Material to process:

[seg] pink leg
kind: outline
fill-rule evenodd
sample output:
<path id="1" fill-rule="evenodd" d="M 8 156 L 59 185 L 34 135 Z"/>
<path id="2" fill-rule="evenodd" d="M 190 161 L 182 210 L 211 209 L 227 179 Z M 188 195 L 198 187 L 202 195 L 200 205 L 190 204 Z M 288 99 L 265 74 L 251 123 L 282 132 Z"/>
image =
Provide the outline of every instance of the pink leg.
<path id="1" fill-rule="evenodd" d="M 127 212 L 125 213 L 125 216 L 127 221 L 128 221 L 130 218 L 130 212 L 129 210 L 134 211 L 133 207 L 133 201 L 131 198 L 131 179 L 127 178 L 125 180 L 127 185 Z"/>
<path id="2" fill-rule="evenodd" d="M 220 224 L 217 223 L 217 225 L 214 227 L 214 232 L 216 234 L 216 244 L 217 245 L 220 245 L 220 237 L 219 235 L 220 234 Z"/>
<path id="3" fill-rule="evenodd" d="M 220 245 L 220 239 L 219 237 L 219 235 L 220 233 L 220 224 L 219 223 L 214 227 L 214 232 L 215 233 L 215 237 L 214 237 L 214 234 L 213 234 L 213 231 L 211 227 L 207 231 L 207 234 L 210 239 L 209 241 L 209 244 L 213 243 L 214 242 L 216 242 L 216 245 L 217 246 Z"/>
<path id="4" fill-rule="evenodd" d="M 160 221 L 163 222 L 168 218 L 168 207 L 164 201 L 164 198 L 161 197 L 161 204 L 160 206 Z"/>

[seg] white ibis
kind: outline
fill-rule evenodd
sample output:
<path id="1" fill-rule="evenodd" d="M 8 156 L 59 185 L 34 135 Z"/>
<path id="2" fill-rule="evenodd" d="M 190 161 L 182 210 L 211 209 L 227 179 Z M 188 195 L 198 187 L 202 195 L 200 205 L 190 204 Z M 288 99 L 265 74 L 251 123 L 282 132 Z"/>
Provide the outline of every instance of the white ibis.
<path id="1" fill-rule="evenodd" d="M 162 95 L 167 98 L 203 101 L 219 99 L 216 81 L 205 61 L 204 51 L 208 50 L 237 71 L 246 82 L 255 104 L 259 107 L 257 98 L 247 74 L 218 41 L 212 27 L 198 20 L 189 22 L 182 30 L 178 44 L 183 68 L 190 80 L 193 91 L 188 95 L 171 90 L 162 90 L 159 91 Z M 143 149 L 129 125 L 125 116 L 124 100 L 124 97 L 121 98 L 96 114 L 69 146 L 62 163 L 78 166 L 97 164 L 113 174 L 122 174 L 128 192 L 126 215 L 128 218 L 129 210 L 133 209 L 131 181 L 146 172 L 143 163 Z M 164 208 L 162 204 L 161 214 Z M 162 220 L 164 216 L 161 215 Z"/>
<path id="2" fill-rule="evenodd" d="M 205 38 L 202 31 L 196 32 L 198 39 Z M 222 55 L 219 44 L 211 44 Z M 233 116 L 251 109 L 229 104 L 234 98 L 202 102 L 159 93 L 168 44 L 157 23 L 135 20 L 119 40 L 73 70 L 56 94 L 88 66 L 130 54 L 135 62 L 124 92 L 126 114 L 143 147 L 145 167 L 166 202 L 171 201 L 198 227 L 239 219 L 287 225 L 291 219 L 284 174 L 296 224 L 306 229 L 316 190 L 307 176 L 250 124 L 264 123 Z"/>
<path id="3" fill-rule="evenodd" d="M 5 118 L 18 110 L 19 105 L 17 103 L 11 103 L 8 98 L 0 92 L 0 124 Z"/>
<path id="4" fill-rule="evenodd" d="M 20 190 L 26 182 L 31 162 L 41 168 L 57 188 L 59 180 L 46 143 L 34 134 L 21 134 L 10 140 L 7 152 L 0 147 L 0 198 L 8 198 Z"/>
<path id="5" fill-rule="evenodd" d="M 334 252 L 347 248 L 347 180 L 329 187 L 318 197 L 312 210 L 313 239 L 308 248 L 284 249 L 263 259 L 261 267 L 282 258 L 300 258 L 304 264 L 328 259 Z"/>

Instructions to follow: Return every line of the entries above unchanged, character for character.

Answer to the task:
[seg] pink leg
kind: outline
fill-rule evenodd
sample output:
<path id="1" fill-rule="evenodd" d="M 8 156 L 59 185 L 34 135 Z"/>
<path id="2" fill-rule="evenodd" d="M 190 161 L 182 210 L 211 209 L 227 179 Z M 188 195 L 198 187 L 202 195 L 200 205 L 190 204 Z M 288 99 L 265 74 L 251 123 L 282 132 Z"/>
image =
Provide the outline of every instance of the pink leg.
<path id="1" fill-rule="evenodd" d="M 127 212 L 125 213 L 125 216 L 127 221 L 128 221 L 130 218 L 130 212 L 129 210 L 134 211 L 133 207 L 133 201 L 131 198 L 131 179 L 127 178 L 125 180 L 127 185 Z"/>
<path id="2" fill-rule="evenodd" d="M 220 224 L 217 223 L 217 225 L 214 227 L 214 232 L 216 234 L 216 244 L 217 245 L 220 245 L 220 237 L 219 235 L 220 234 Z"/>
<path id="3" fill-rule="evenodd" d="M 220 245 L 220 239 L 219 237 L 219 235 L 220 233 L 220 224 L 219 223 L 214 227 L 214 232 L 215 233 L 215 237 L 214 237 L 214 234 L 213 234 L 213 231 L 211 227 L 207 231 L 207 234 L 210 239 L 209 241 L 209 244 L 213 243 L 214 242 L 216 242 L 216 245 L 217 246 Z"/>
<path id="4" fill-rule="evenodd" d="M 160 221 L 163 222 L 168 218 L 168 207 L 164 201 L 164 198 L 161 197 L 161 204 L 160 206 Z"/>

[seg] white ibis
kind: outline
fill-rule evenodd
sample output:
<path id="1" fill-rule="evenodd" d="M 8 156 L 59 185 L 34 135 Z"/>
<path id="2" fill-rule="evenodd" d="M 190 161 L 182 210 L 211 209 L 227 179 Z M 188 195 L 198 187 L 202 195 L 200 205 L 190 204 Z M 288 99 L 265 74 L 251 123 L 282 132 Z"/>
Provide the outline of every instance of the white ibis.
<path id="1" fill-rule="evenodd" d="M 162 95 L 167 98 L 203 101 L 219 99 L 216 81 L 205 61 L 204 51 L 208 50 L 237 71 L 246 82 L 255 104 L 259 107 L 257 98 L 247 74 L 218 41 L 212 27 L 198 20 L 189 22 L 182 30 L 178 44 L 183 68 L 190 80 L 193 91 L 188 95 L 171 90 L 162 90 L 159 91 Z M 143 149 L 129 125 L 125 116 L 124 100 L 124 97 L 121 98 L 96 114 L 69 146 L 62 163 L 78 166 L 97 164 L 113 174 L 122 174 L 128 192 L 126 215 L 128 218 L 129 210 L 133 209 L 131 181 L 146 172 L 143 163 Z M 164 208 L 162 204 L 161 214 Z M 162 220 L 164 216 L 161 215 Z"/>
<path id="2" fill-rule="evenodd" d="M 205 38 L 202 31 L 196 32 L 198 39 Z M 222 55 L 219 44 L 211 44 Z M 233 116 L 251 109 L 229 104 L 234 98 L 202 102 L 159 93 L 168 44 L 157 23 L 135 20 L 119 40 L 73 70 L 56 94 L 88 66 L 130 54 L 135 62 L 124 92 L 126 114 L 143 147 L 145 167 L 166 202 L 171 201 L 198 227 L 239 219 L 287 225 L 291 219 L 284 174 L 296 224 L 306 229 L 316 190 L 307 176 L 250 124 L 264 123 Z"/>
<path id="3" fill-rule="evenodd" d="M 5 118 L 18 110 L 19 105 L 17 103 L 11 103 L 8 98 L 0 92 L 0 124 Z"/>
<path id="4" fill-rule="evenodd" d="M 20 190 L 26 182 L 31 162 L 41 168 L 57 188 L 59 180 L 46 143 L 34 134 L 21 134 L 10 140 L 7 152 L 0 147 L 0 198 L 8 198 Z"/>
<path id="5" fill-rule="evenodd" d="M 334 252 L 347 248 L 347 180 L 329 187 L 318 197 L 312 210 L 313 239 L 308 248 L 284 249 L 263 259 L 261 267 L 282 258 L 300 258 L 304 264 L 328 259 Z"/>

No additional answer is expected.